WHAT YOU WILL DO:
1. In the article on filmmaker Mike Cheslik below, list every role credited to him for Hundreds of Beavers in the filmography table.
2. Retype the part of the Mike Cheslik article below that starts at the words "Mike Cheslik is" and stops after "visual effects artist.".

TEXT FOR ANALYSIS:
○ ○ ○ ○
Mike Cheslik is an American filmmaker, editor and visual effects artist, best known for the independent features Lake Michigan Monster (2018) and Hundreds of Beavers (2022).

== Early life ==
Cheslik grew up in Wisconsin.

== Career ==
He has worked professionally as an animator, editor and visual effects artist.

===Lake Michigan Monster===
Cheslik first collaborated with Ryland Brickson Cole Tews on the microbudget black-and-white film Lake Michigan Monster (2018), serving as editor and visual-effects artist (among other roles).

The film's visual effects were intensive: according to Tews, "Mike … did over 300 effects shots on the movie".

===Hundreds of Beavers (2022)===
In Hundreds of Beavers, Cheslik made his feature directorial debut in a largely dialogue-free slapstick comedy co-written with Tews.

The film was produced for approximately US$150,000 and shot over two Wisconsin winters.

Following its festival run, Cheslik and his team self-distributed the film, selling theatrical, Blu-ray and VOD rights independently. According to Filmmaker Magazine, the film ultimately earned more than double its production budget through this release model.

== Style and themes ==
Critics and interviewers have described Cheslik's style as a hybrid of silent-era slapstick and physical comedy with a strong visual effects component.

In an interview, Cheslik said their filmmaking process involves drawing gags on notecards and building the film around these visual ideas rather than traditional scripts.

== Selected filmography ==

| Year | Title | Role(s) |
|---|---|---|
| 2018 | Lake Michigan Monster | Editor, Visual Effects |
| 2022 | Hundreds of Beavers | Director, Co-writer, Editor, VFX |

== Reception ==
- Hundreds of Beavers has been widely praised in the indie film press, particularly for its inventive, low-budget slapstick and visual originality.
- Cheslik's VFX work on Lake Michigan Monster has been highlighted in interviews for its creativity and volume.
○ ○ ○ ○
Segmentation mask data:

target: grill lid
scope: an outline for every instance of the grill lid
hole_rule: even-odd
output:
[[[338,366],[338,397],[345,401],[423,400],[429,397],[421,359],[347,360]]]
○ ○ ○ ○
TASK ANSWERS:
1. Director, Co-writer, Editor, VFX

2.
Mike Cheslik is an American filmmaker, editor and visual effects artist, best known for the independent features Lake Michigan Monster (2018) and Hundreds of Beavers (2022).

== Early life ==
Cheslik grew up in Wisconsin.

== Career ==
He has worked professionally as an animator, editor and visual effects artist.